> _TEXTE SÉLECTIONNÉ_:
Fiche du document numéro 1499

Num
1499
Date
Vendredi 17 juin 1994
Amj
Taille
30434
Surtitre
Agir mais comment?
Titre
Alors qu'un calme relatif règne à Kigali Alain Juppé affirme que la France pourrait prendre l'initiative d'une intervention au Rwanda
Soustitre
Si les combats et les massacres se poursuivaient la France pourrait prendre l'initiative d'une intervention au Rwanda.
Nom cité
Nom cité
Source
Type
Article de journal
Langue
FR
Citation
Le ministre des affaires étrangères, Alain Juppé, a annoncé, mercredi 15 juin, que la France serait prête à intervenir au Rwanda avec ses principaux partenaires européens et africains, si les massacres continuent et si le cessez-le-feu n'est pas respecté . Cette intervention aurait pour but de protéger les groupes menacés d'extermination , a précisé le chef de la diplomatie, qui a fait cette déclaration après un conseil des ministres restreint auquel assistait le président François Mitterrand. Un calme relatif régnait à Kigali, mercredi après-midi et jeudi dans la matinée, après l'annonce du cessez-le-feu négocié en marge du sommet de l'Organisation de l'unité africaine (OUA) à Tunis.

Si Alain Juppé comptait sur un effet d'annonce, il a réussi : le ministre des affaires étrangères a créé la surprise en déclarant, mercredi, que la France serait prête à intervenir au Rwanda avec des partenaires européens et africains. Malheureusement, le propos du ministre se limite pour l'instant à une déclaration d'intention, dont on ne voit pas encore de quoi elle sera suivie, en cas de passage à l'action.

> _DONNÉES FOURNIES_:
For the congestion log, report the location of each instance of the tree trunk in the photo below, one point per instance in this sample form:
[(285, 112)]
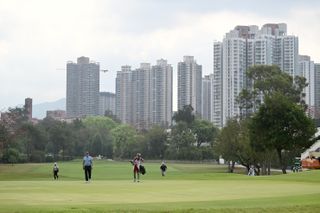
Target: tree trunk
[(231, 166), (283, 168), (264, 168)]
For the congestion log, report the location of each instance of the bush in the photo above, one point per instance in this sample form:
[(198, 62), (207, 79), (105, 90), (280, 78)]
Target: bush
[(37, 156), (11, 155)]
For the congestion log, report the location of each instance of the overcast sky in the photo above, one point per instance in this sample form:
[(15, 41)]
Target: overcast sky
[(38, 37)]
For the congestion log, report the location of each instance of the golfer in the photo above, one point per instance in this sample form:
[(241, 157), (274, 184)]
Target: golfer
[(87, 166), (137, 160), (163, 168), (55, 171)]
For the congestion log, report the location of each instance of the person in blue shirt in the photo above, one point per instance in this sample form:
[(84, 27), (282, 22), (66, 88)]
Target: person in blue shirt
[(87, 166)]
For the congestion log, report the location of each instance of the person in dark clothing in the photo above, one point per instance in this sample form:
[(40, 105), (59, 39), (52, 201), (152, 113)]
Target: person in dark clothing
[(137, 160), (163, 168), (55, 171), (87, 166)]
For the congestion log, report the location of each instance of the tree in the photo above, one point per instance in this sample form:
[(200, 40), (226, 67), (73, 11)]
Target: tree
[(185, 114), (205, 131), (182, 143), (233, 144), (126, 141), (156, 142), (281, 125)]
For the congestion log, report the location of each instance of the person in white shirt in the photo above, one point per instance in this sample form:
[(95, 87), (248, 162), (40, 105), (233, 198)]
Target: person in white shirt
[(55, 171), (87, 166)]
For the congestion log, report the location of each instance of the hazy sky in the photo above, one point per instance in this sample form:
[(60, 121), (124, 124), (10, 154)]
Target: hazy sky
[(38, 37)]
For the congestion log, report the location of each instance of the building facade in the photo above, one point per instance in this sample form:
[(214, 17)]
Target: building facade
[(83, 82), (206, 97), (317, 90), (243, 47), (161, 93), (124, 95), (144, 95), (189, 84), (307, 70), (107, 102)]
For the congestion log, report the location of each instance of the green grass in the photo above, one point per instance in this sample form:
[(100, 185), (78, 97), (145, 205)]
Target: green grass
[(186, 188)]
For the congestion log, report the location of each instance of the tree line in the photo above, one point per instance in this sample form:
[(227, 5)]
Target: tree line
[(51, 140), (271, 130)]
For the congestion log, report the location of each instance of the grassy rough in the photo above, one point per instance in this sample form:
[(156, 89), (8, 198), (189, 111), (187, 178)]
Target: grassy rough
[(186, 188)]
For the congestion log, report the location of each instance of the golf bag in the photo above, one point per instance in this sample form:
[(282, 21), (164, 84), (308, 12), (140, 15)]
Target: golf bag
[(142, 169)]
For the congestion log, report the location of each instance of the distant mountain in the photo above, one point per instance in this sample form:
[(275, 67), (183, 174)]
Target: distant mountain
[(39, 110)]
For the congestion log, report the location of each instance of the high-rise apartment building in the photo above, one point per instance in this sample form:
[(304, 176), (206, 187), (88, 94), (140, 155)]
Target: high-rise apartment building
[(140, 85), (206, 97), (317, 90), (161, 93), (242, 47), (144, 95), (83, 82), (217, 85), (124, 95), (107, 102), (307, 70), (28, 108), (189, 84)]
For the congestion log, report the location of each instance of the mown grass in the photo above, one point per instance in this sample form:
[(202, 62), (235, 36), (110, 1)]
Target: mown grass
[(186, 188)]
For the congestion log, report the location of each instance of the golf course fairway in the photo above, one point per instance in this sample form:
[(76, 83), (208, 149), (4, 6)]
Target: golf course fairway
[(185, 188)]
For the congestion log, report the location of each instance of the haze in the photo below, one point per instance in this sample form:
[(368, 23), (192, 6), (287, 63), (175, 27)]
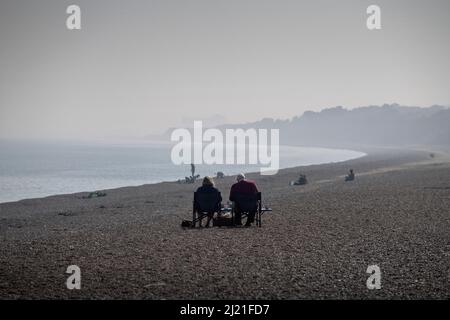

> _OBJECTIF DE LA TÂCHE_: Recopiez à l'identique, du début à la fin, la fiche d'archive sur le Rwanda présentée plus haut.

> _SORTIE COMPLÈTE_:
Fiche du document numéro 1499

Num
1499
Date
Vendredi 17 juin 1994
Amj
Taille
30434
Surtitre
Agir mais comment?
Titre
Alors qu'un calme relatif règne à Kigali Alain Juppé affirme que la France pourrait prendre l'initiative d'une intervention au Rwanda
Soustitre
Si les combats et les massacres se poursuivaient la France pourrait prendre l'initiative d'une intervention au Rwanda.
Nom cité
Nom cité
Source
Type
Article de journal
Langue
FR
Citation
Le ministre des affaires étrangères, Alain Juppé, a annoncé, mercredi 15 juin, que la France serait prête à intervenir au Rwanda avec ses principaux partenaires européens et africains, si les massacres continuent et si le cessez-le-feu n'est pas respecté . Cette intervention aurait pour but de protéger les groupes menacés d'extermination , a précisé le chef de la diplomatie, qui a fait cette déclaration après un conseil des ministres restreint auquel assistait le président François Mitterrand. Un calme relatif régnait à Kigali, mercredi après-midi et jeudi dans la matinée, après l'annonce du cessez-le-feu négocié en marge du sommet de l'Organisation de l'unité africaine (OUA) à Tunis.

Si Alain Juppé comptait sur un effet d'annonce, il a réussi : le ministre des affaires étrangères a créé la surprise en déclarant, mercredi, que la France serait prête à intervenir au Rwanda avec des partenaires européens et africains. Malheureusement, le propos du ministre se limite pour l'instant à une déclaration d'intention, dont on ne voit pas encore de quoi elle sera suivie, en cas de passage à l'action.